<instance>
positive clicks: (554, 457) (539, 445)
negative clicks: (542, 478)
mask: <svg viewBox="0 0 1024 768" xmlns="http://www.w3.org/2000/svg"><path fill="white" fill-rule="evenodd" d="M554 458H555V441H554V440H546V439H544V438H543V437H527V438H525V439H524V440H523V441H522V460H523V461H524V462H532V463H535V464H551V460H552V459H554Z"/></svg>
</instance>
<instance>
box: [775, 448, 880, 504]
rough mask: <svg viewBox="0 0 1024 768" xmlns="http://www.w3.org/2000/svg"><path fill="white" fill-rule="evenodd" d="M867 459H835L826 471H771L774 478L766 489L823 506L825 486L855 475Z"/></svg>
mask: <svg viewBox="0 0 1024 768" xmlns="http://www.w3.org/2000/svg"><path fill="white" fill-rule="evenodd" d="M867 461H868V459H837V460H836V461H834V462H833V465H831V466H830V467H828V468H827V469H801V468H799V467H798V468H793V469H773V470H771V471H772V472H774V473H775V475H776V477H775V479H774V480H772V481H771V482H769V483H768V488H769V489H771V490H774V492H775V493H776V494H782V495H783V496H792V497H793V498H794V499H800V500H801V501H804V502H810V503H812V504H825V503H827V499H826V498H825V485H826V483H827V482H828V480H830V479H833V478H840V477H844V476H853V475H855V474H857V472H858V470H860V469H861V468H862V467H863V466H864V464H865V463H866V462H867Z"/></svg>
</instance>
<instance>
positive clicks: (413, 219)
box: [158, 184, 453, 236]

——————

Rewrite all of the entries above, replacing "positive clicks" with "foreground clicks" wherever it occurs and changing nothing else.

<instance>
foreground clicks: (554, 457) (539, 445)
negative clicks: (542, 478)
mask: <svg viewBox="0 0 1024 768" xmlns="http://www.w3.org/2000/svg"><path fill="white" fill-rule="evenodd" d="M554 458H555V441H554V440H546V439H544V438H543V437H527V438H525V439H524V440H523V441H522V460H523V461H524V462H532V463H535V464H551V460H552V459H554Z"/></svg>
</instance>
<instance>
box: [775, 448, 880, 504]
rough mask: <svg viewBox="0 0 1024 768" xmlns="http://www.w3.org/2000/svg"><path fill="white" fill-rule="evenodd" d="M867 459H835L826 471H771L774 478L766 489L823 506L825 486L855 475Z"/></svg>
mask: <svg viewBox="0 0 1024 768" xmlns="http://www.w3.org/2000/svg"><path fill="white" fill-rule="evenodd" d="M867 461H868V459H837V460H836V461H834V462H833V465H831V466H830V467H828V468H827V469H801V468H799V467H798V468H793V469H773V470H771V471H772V472H774V473H775V475H776V477H775V479H774V480H772V481H771V482H769V483H768V488H769V489H771V490H774V492H775V493H776V494H782V495H783V496H792V497H793V498H794V499H800V500H801V501H804V502H810V503H812V504H825V503H827V499H826V498H825V485H826V483H827V482H828V480H830V479H833V478H840V477H844V476H853V475H855V474H857V472H858V470H860V469H861V468H862V467H863V466H864V464H865V463H866V462H867Z"/></svg>
</instance>
<instance>
foreground clicks: (413, 219)
box: [158, 184, 453, 236]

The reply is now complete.